• [WORK ORDER]: The expected reply is all of the data, returned exactly.

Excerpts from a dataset
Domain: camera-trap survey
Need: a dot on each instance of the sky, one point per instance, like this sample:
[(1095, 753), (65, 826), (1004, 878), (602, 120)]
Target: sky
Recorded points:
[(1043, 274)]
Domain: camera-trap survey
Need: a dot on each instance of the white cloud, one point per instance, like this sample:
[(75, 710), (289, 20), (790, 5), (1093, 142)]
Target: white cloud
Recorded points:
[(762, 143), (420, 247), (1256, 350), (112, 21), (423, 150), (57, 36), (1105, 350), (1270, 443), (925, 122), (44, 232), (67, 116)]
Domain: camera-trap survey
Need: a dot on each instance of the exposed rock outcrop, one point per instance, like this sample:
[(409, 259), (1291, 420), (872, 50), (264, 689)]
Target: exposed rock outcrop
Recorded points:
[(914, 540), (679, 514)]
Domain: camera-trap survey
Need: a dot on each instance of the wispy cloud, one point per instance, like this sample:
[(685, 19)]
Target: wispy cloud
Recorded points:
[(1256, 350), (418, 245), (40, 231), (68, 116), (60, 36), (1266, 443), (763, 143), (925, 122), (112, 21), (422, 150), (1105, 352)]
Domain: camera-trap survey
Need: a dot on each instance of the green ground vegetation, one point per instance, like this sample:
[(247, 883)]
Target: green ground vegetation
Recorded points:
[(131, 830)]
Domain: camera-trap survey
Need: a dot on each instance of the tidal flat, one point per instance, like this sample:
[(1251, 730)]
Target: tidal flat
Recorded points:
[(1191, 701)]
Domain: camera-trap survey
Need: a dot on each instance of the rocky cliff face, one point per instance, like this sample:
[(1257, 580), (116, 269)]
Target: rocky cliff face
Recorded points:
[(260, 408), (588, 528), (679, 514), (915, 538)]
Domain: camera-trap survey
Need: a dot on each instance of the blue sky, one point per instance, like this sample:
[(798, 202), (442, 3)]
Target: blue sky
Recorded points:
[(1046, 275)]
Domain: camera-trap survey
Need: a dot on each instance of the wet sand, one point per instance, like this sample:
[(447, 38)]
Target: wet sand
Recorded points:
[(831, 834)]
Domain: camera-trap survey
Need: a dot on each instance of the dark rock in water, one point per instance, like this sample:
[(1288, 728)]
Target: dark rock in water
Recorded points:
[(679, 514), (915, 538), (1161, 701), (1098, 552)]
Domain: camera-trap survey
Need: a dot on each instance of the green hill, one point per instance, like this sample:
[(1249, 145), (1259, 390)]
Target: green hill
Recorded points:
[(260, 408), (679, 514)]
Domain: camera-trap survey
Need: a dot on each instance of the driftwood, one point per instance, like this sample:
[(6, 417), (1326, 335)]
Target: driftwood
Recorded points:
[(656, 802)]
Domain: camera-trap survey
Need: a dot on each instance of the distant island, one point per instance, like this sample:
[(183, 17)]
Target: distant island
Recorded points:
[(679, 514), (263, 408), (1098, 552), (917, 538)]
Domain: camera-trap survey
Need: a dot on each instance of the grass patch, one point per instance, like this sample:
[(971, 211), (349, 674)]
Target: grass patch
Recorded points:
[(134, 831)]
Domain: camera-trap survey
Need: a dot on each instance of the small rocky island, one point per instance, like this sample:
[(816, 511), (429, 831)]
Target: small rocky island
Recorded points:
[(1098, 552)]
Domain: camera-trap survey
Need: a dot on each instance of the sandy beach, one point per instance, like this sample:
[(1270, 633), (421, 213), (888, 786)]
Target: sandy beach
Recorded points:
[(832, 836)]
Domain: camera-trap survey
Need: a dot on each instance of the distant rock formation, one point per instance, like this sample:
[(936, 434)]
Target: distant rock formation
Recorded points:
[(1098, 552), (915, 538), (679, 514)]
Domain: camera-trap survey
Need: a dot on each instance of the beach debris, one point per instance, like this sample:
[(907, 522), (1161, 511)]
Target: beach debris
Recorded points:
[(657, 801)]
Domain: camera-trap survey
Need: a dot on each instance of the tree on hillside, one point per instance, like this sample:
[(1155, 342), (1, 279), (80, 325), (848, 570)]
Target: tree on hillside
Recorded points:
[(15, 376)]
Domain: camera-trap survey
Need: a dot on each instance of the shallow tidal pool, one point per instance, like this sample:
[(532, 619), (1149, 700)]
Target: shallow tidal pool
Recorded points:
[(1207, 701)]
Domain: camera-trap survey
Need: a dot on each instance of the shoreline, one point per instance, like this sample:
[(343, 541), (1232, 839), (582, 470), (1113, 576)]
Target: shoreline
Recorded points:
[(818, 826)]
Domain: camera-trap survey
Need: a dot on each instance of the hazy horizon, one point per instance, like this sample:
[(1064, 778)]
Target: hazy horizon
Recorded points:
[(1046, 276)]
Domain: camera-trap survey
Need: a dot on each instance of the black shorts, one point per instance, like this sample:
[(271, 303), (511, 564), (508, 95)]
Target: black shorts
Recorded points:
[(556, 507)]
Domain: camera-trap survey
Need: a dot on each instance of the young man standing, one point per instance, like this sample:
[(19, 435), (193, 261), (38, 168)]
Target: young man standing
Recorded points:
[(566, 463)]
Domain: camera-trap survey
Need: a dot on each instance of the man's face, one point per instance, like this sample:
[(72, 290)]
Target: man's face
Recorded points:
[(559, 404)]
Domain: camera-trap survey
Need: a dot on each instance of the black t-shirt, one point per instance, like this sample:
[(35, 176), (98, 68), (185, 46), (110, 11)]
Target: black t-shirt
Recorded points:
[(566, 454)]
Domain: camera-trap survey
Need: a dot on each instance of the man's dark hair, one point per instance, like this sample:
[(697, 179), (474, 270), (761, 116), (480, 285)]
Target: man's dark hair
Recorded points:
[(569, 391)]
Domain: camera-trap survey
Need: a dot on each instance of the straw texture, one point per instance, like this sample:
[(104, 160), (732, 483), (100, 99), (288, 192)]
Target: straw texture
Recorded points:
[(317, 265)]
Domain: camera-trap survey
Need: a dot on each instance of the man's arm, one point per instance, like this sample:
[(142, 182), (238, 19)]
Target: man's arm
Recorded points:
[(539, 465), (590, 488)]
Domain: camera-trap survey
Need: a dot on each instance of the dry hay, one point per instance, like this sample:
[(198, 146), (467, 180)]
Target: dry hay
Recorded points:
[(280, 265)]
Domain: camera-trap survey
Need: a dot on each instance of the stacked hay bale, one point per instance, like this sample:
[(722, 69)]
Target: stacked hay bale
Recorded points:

• [ANSWER TO THIS EXERCISE]:
Domain: camera-trap survey
Need: a dot on each instance of the sky, one point per instance, like this sample:
[(1095, 753), (65, 826), (1004, 878), (602, 120)]
Target: sky
Recorded points:
[(1043, 274)]
Domain: camera-trap survey
Need: a dot on each instance of the white cloud, one point per instance, like this sample:
[(75, 710), (289, 20), (790, 5), (1093, 142)]
Target: white cloud
Recorded points:
[(762, 143), (420, 247), (1256, 350), (112, 21), (423, 150), (57, 36), (1105, 350), (1270, 443), (925, 122), (44, 232), (67, 116)]
Domain: camera-trap survey
Need: a dot on each instance of the exposed rock outcrop, one point per instance, like this sample:
[(409, 259), (1291, 420), (872, 50), (264, 689)]
Target: exposed rock outcrop
Recorded points:
[(914, 540), (679, 514)]
Domain: camera-trap survey
Need: a dot on each instance of the wispy cloud, one point per instance, like this sample:
[(685, 19)]
Target: wispy cloud
Recorded points:
[(1256, 350), (418, 245), (40, 231), (68, 116), (60, 36), (1266, 443), (763, 143), (925, 122), (112, 21), (422, 150), (1105, 352)]
Domain: camera-trap survey
Need: a dot on each instance of the green ground vegetation, one point per instance, like this sample:
[(247, 883)]
Target: green ground vegetation
Recorded points:
[(131, 830)]
Domain: camera-trap survey
Need: a dot on each instance of the tidal flat, one point per instance, like this sample:
[(1251, 730)]
Target: tidal flat
Recorded points:
[(1191, 701)]
Domain: camera-trap survey
Need: a dot on each instance of the rocky cliff face, one point per instance, like this sample:
[(1257, 580), (116, 269)]
Target: rocky cliff face
Recorded points:
[(260, 408), (588, 528), (679, 514), (915, 538)]
Domain: camera-trap survey
Need: a dot on each instance of the blue sky, one point per instance, like this sample:
[(798, 202), (442, 3)]
Target: blue sky
Recorded points:
[(1046, 275)]
Domain: camera-trap survey
Need: a dot on each instance of the wet sand, one point per instance, like this sample:
[(447, 38)]
Target: wet sand
Recorded points:
[(831, 834)]
Domain: camera-trap survey
Need: a dot on each instance of the dark rock in water, one point per instance, like this sample:
[(1288, 728)]
Target: dark rock in water
Recorded points:
[(679, 514), (915, 538), (1161, 701), (1098, 552)]
Domain: camera-trap survey
Need: a dot on each instance of the green hill, one point per instance, like this sample:
[(1249, 145), (1259, 390)]
Target: green hill
Recorded points:
[(260, 408), (679, 514)]
Domain: camera-trap survey
Need: a dot on each instance of the driftwood, one point per instance, like this sample:
[(6, 417), (1326, 335)]
Target: driftwood
Recorded points:
[(656, 802)]
Domain: camera-trap survey
Need: a dot on each instance of the distant island, one point per instance, like this sample:
[(183, 17)]
Target: distant island
Recorded points:
[(679, 514), (263, 408), (1098, 552), (917, 538)]
Domain: camera-trap survey
Need: a dot on each instance of the grass patch, one point per instance, like this sample:
[(971, 211), (349, 674)]
Target: grass patch
Recorded points:
[(134, 831)]
Domain: camera-trap survey
Need: a dot on each instance of the small rocky island, one point per instance, like this sample:
[(816, 511), (429, 831)]
Target: small rocky island
Recorded points:
[(1098, 552)]
Domain: camera-trap survey
Need: a dot on each instance of the sandy beach, one point per instance, like this sample:
[(1270, 633), (421, 213), (888, 786)]
Target: sandy beach
Recorded points:
[(832, 836)]
Domain: camera-trap survey
Need: a dot on each instance of the distant rock formation, one point per instance, like this sample:
[(936, 434)]
Target: distant rock formation
Recorded points:
[(1098, 552), (915, 538), (679, 514)]
Domain: camera-trap survey
Need: a dot on each instance of the beach debris, one point per instance, like this sample:
[(907, 522), (1161, 511)]
Target: beach debris
Recorded points:
[(657, 801)]
Domain: camera-trap survey
Need: a dot on each instance of the tree on hillside, one point per instance, like this sample:
[(1155, 342), (1, 279), (80, 325), (848, 570)]
Target: tree on hillside
Recorded points:
[(15, 376)]
Domain: camera-trap survey
Need: a dot on each instance of the shallow tidal pool, one point per instance, like this sample:
[(532, 619), (1149, 700)]
Target: shallow tidal pool
Recorded points:
[(1207, 701)]
Domain: camera-trap survey
Need: a dot on each instance of the shoreline, one point per instance, like this sample:
[(343, 541), (1232, 839), (582, 470), (1113, 576)]
Target: shoreline
Recorded points:
[(818, 826)]
Domain: camera-trap survey
Need: a dot on each instance of the hazy horizon, one point per instance, like this sample:
[(1064, 778)]
Target: hazy horizon
Recorded points:
[(1046, 276)]
Domain: camera-trap survey
Need: a dot on each instance of the black shorts, one point per instance, like this sample:
[(271, 303), (511, 564), (508, 95)]
Target: black shorts
Recorded points:
[(556, 507)]
Domain: camera-trap survey
Need: a dot on each instance of the young man standing, one point per instance, like this sample:
[(19, 435), (193, 261), (38, 168)]
Target: young man standing
Recorded points:
[(566, 463)]
Domain: camera-trap survey
Need: a dot on each instance of the man's face, one point per instance, like this sample:
[(72, 290)]
Target: man's face
Recorded points:
[(559, 404)]
Domain: camera-trap survey
Need: a dot on each instance of the black t-shirt, one point per instance, like this sample:
[(35, 176), (98, 68), (185, 46), (110, 11)]
Target: black t-shirt
Recorded points:
[(566, 454)]
Domain: camera-trap survey
Need: a dot on each instance of the man's dark hair, one point per instance, like this sample:
[(697, 179), (474, 270), (761, 116), (480, 285)]
Target: man's dark hair
Recorded points:
[(569, 391)]
Domain: camera-trap survey
Need: a dot on each instance of the straw texture, one point per instance, like this sample:
[(104, 160), (732, 483), (100, 99), (288, 192)]
Target: straw texture
Recorded points:
[(317, 265)]
Domain: camera-trap survey
Need: a dot on each instance of the man's arm, one point per instance, like this sample:
[(142, 182), (238, 19)]
Target: man's arm
Recorded points:
[(539, 465), (590, 488)]
Domain: camera-trap survey
Need: a dot on each instance of the dry hay, one point per instance, like this sample:
[(198, 146), (467, 180)]
Target: dry hay
Recorded points:
[(280, 265)]
Domain: camera-trap survey
Need: a dot on each instance of the stacked hay bale, one point per instance, like this sample:
[(722, 69)]
Target: stacked hay bale
Recorded points:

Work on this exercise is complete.